● INSTRUCTION: Set out every line of the listing below as a numbered list, leaving out any blank lines.
== EXTRACTED INFORMATION
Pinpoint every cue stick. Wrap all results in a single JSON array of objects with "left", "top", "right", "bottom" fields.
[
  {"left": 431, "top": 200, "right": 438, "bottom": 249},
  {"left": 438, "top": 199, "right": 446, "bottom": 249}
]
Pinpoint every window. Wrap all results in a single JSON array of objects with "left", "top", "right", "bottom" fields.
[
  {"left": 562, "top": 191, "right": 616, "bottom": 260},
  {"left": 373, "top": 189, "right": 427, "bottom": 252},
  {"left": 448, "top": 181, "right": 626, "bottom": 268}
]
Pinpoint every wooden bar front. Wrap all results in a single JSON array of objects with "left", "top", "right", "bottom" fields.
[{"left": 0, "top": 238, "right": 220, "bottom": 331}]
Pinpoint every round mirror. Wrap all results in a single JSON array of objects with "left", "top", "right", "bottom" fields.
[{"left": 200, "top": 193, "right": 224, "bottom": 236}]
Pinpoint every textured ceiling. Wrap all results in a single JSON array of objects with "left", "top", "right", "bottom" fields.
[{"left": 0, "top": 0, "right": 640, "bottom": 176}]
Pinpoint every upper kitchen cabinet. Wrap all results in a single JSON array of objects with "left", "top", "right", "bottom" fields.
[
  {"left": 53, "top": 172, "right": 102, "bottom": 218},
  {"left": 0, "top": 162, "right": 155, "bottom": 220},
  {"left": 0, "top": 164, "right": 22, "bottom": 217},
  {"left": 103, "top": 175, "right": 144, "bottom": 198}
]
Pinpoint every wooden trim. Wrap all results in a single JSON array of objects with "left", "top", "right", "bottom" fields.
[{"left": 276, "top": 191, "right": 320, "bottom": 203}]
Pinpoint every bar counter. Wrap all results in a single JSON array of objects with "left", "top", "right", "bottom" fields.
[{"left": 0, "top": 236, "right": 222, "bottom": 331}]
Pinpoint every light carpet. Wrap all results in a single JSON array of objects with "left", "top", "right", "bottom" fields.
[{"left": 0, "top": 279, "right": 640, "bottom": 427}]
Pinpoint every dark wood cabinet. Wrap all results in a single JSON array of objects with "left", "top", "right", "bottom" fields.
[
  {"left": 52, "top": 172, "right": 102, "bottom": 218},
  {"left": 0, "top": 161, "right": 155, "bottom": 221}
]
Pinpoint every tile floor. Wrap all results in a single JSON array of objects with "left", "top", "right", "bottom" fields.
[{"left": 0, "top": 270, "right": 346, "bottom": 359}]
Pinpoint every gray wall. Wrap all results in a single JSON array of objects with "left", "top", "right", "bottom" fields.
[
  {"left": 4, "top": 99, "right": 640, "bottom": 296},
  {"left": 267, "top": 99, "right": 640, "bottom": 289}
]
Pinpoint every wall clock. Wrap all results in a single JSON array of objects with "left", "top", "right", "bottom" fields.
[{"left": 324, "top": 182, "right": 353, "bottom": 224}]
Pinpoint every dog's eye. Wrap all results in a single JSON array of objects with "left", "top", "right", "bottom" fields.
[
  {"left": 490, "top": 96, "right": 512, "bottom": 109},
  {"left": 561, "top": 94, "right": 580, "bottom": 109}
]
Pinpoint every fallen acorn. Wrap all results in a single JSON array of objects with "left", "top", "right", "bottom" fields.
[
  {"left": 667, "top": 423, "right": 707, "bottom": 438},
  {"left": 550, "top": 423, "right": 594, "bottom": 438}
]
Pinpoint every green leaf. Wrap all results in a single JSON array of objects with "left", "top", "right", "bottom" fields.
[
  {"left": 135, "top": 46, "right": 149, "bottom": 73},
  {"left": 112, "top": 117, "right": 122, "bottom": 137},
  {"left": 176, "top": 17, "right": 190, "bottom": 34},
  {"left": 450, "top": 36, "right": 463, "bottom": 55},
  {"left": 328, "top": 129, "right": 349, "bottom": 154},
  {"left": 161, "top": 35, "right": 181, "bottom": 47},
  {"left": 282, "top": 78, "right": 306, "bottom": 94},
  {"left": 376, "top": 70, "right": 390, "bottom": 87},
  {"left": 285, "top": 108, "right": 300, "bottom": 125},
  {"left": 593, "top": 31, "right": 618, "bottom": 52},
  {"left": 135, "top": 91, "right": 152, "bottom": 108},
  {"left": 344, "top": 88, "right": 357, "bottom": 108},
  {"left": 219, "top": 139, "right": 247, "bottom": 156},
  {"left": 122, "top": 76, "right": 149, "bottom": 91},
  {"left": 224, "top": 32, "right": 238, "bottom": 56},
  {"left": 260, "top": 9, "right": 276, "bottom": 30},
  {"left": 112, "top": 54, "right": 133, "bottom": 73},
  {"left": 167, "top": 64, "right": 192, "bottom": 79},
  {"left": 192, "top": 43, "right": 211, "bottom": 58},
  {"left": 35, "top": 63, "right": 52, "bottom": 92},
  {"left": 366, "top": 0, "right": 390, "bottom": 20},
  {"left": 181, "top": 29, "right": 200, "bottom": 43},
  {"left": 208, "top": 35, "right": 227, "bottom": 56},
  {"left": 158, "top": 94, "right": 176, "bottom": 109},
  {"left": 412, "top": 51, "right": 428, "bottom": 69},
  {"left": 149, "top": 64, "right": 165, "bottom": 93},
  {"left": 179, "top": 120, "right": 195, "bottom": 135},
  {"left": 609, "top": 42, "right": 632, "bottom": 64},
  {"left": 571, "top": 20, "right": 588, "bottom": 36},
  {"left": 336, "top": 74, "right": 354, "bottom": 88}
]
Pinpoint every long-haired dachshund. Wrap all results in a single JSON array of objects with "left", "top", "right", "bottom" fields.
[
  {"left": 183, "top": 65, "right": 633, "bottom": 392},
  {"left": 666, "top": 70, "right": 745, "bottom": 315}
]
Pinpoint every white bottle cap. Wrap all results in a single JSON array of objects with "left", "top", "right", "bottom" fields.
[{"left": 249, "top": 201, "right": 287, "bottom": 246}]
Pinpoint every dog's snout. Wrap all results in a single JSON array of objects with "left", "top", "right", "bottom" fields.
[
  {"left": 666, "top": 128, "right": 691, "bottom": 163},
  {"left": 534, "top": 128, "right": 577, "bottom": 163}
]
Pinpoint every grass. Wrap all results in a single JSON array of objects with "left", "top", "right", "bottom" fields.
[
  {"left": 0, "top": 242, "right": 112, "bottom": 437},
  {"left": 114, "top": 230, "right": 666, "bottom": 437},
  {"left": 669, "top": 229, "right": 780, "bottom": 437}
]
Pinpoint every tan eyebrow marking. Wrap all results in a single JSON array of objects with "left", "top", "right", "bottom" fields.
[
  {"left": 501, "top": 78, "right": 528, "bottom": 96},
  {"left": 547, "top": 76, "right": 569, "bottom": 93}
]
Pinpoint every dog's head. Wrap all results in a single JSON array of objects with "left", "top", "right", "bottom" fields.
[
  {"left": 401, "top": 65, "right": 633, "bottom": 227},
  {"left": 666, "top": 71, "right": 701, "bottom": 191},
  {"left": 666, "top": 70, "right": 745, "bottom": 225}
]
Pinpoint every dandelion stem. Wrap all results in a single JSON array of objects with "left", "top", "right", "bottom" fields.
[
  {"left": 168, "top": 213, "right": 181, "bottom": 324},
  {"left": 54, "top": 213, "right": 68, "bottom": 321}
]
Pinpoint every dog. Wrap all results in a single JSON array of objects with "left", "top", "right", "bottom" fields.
====
● EXERCISE ANSWER:
1. Pinpoint every cue stick. Wrap all results in a single JSON array of objects with "left", "top", "right", "bottom" fields.
2. [
3.   {"left": 431, "top": 200, "right": 438, "bottom": 249},
4.   {"left": 438, "top": 199, "right": 446, "bottom": 249}
5. ]
6. Pinpoint every window. Wrap all results in a single JSON array of objects with "left", "top", "right", "bottom" fields.
7. [
8.   {"left": 562, "top": 191, "right": 616, "bottom": 260},
9.   {"left": 373, "top": 189, "right": 427, "bottom": 252},
10.   {"left": 448, "top": 181, "right": 626, "bottom": 268}
11. ]
12. Pinpoint every wooden bar front. Wrap all results in a single JSON array of objects with "left", "top", "right", "bottom" fields.
13. [{"left": 0, "top": 238, "right": 220, "bottom": 331}]
14. Pinpoint every round mirror. Wrap all results in a single JSON array of objects with "left", "top", "right", "bottom" fields.
15. [{"left": 200, "top": 193, "right": 224, "bottom": 236}]
16. Pinpoint every textured ceiling. Wrap all results in a single JSON array of objects with "left", "top", "right", "bottom" fields.
17. [{"left": 0, "top": 0, "right": 640, "bottom": 176}]
18. Pinpoint every upper kitchen cabinet. Wrap all results in a single JSON array of objects with "left", "top", "right", "bottom" fields.
19. [
20.   {"left": 53, "top": 172, "right": 102, "bottom": 218},
21.   {"left": 0, "top": 162, "right": 155, "bottom": 220},
22.   {"left": 0, "top": 164, "right": 22, "bottom": 217},
23.   {"left": 103, "top": 175, "right": 144, "bottom": 198}
24. ]
25. Pinpoint every wooden trim. Wrap all results in a single JSON array of objects with "left", "top", "right", "bottom" fields.
26. [{"left": 276, "top": 191, "right": 320, "bottom": 203}]
27. Pinpoint every bar counter. Wrap all results in a single JSON array of objects with "left", "top", "right", "bottom" fields.
28. [{"left": 0, "top": 236, "right": 222, "bottom": 331}]
29. Pinpoint every light carpet. Wrap all results in a single JSON array of objects with "left", "top", "right", "bottom" fields.
30. [{"left": 0, "top": 279, "right": 640, "bottom": 427}]
31. Pinpoint every dark wood cabinet. Wrap all results in a single JSON array of objects with "left", "top", "right", "bottom" fields.
32. [
33.   {"left": 52, "top": 172, "right": 102, "bottom": 218},
34.   {"left": 0, "top": 161, "right": 155, "bottom": 221}
35. ]
36. Pinpoint every tile floor. Wrap all results in a single JSON array of objects with "left", "top", "right", "bottom" fields.
37. [{"left": 0, "top": 270, "right": 346, "bottom": 359}]
38. Pinpoint every gray wall. Wrap all results in a single JSON array of objects with "left", "top", "right", "bottom" fields.
39. [
40.   {"left": 4, "top": 99, "right": 640, "bottom": 296},
41.   {"left": 267, "top": 99, "right": 640, "bottom": 289}
42. ]
43. Pinpoint every wall clock. Wrap all results in a single JSON array of objects with "left", "top", "right", "bottom" fields.
44. [{"left": 324, "top": 182, "right": 353, "bottom": 224}]
45. Pinpoint every dog's eye. Wrap all results in a single JSON array of objects with "left", "top", "right", "bottom" fields.
46. [
47.   {"left": 490, "top": 96, "right": 512, "bottom": 109},
48.   {"left": 561, "top": 94, "right": 580, "bottom": 109}
49. ]
50. Pinpoint every fallen acorn. Wrap all results in a single JSON array of objects with "left", "top", "right", "bottom" fields.
51. [
52.   {"left": 667, "top": 423, "right": 707, "bottom": 438},
53.   {"left": 550, "top": 423, "right": 594, "bottom": 438}
54. ]
55. Pinpoint every green leaf. Wrap all results in a single JSON array of objects with "left", "top", "right", "bottom" fields.
56. [
57.   {"left": 135, "top": 46, "right": 149, "bottom": 73},
58.   {"left": 112, "top": 117, "right": 122, "bottom": 137},
59.   {"left": 176, "top": 17, "right": 190, "bottom": 34},
60.   {"left": 450, "top": 36, "right": 463, "bottom": 55},
61.   {"left": 328, "top": 129, "right": 349, "bottom": 154},
62.   {"left": 161, "top": 35, "right": 181, "bottom": 47},
63.   {"left": 282, "top": 78, "right": 306, "bottom": 94},
64.   {"left": 376, "top": 70, "right": 390, "bottom": 87},
65.   {"left": 285, "top": 108, "right": 300, "bottom": 125},
66.   {"left": 593, "top": 31, "right": 618, "bottom": 52},
67.   {"left": 135, "top": 91, "right": 152, "bottom": 108},
68.   {"left": 344, "top": 88, "right": 357, "bottom": 108},
69.   {"left": 219, "top": 139, "right": 247, "bottom": 156},
70.   {"left": 122, "top": 76, "right": 149, "bottom": 91},
71.   {"left": 224, "top": 32, "right": 238, "bottom": 56},
72.   {"left": 260, "top": 9, "right": 276, "bottom": 30},
73.   {"left": 112, "top": 54, "right": 133, "bottom": 73},
74.   {"left": 167, "top": 64, "right": 192, "bottom": 79},
75.   {"left": 192, "top": 43, "right": 211, "bottom": 58},
76.   {"left": 35, "top": 63, "right": 52, "bottom": 92},
77.   {"left": 366, "top": 0, "right": 390, "bottom": 20},
78.   {"left": 181, "top": 29, "right": 200, "bottom": 43},
79.   {"left": 208, "top": 35, "right": 227, "bottom": 56},
80.   {"left": 158, "top": 94, "right": 176, "bottom": 109},
81.   {"left": 412, "top": 51, "right": 428, "bottom": 69},
82.   {"left": 149, "top": 64, "right": 165, "bottom": 93},
83.   {"left": 179, "top": 120, "right": 195, "bottom": 135},
84.   {"left": 609, "top": 42, "right": 632, "bottom": 64},
85.   {"left": 571, "top": 20, "right": 588, "bottom": 36},
86.   {"left": 336, "top": 74, "right": 354, "bottom": 88}
87. ]
88. Pinpoint every long-haired dachshund. Wrap all results in a single JSON array of objects with "left", "top", "right", "bottom" fields.
89. [
90.   {"left": 183, "top": 65, "right": 633, "bottom": 392},
91.   {"left": 666, "top": 70, "right": 745, "bottom": 315}
92. ]
93. Pinpoint every white bottle cap. Wrap all results in a single JSON array of objects with "left", "top", "right", "bottom" fields.
94. [{"left": 249, "top": 201, "right": 287, "bottom": 246}]
95. Pinpoint every dog's snout. Wrap all results in a single JSON array of objects with "left", "top", "right", "bottom" fields.
96. [
97.   {"left": 666, "top": 128, "right": 691, "bottom": 163},
98.   {"left": 534, "top": 128, "right": 577, "bottom": 163}
99. ]
100. Pinpoint every grass. Wrap all results in a single JSON array of objects with "left", "top", "right", "bottom" fields.
101. [
102.   {"left": 0, "top": 242, "right": 112, "bottom": 437},
103.   {"left": 114, "top": 230, "right": 666, "bottom": 437},
104.   {"left": 669, "top": 229, "right": 780, "bottom": 437}
105. ]
106. Pinpoint every tan eyebrow marking. Wrap all results in a single JSON array of objects with "left", "top", "right", "bottom" fields.
107. [
108.   {"left": 501, "top": 78, "right": 528, "bottom": 96},
109.   {"left": 547, "top": 76, "right": 569, "bottom": 93}
110. ]
111. Pinpoint every dog's head. Wrap all results in a single JSON array of objects with "left", "top", "right", "bottom" fields.
112. [
113.   {"left": 401, "top": 65, "right": 633, "bottom": 227},
114.   {"left": 666, "top": 71, "right": 701, "bottom": 191},
115.   {"left": 666, "top": 70, "right": 745, "bottom": 225}
116. ]
117. Pinpoint every dandelion stem. Wrap all results in a single JSON array of objects with "left", "top", "right", "bottom" fields.
118. [
119.   {"left": 168, "top": 213, "right": 181, "bottom": 324},
120.   {"left": 54, "top": 213, "right": 68, "bottom": 321}
121. ]
122. Pinpoint every dog. Wrap all results in a single JSON array of objects with "left", "top", "right", "bottom" fields.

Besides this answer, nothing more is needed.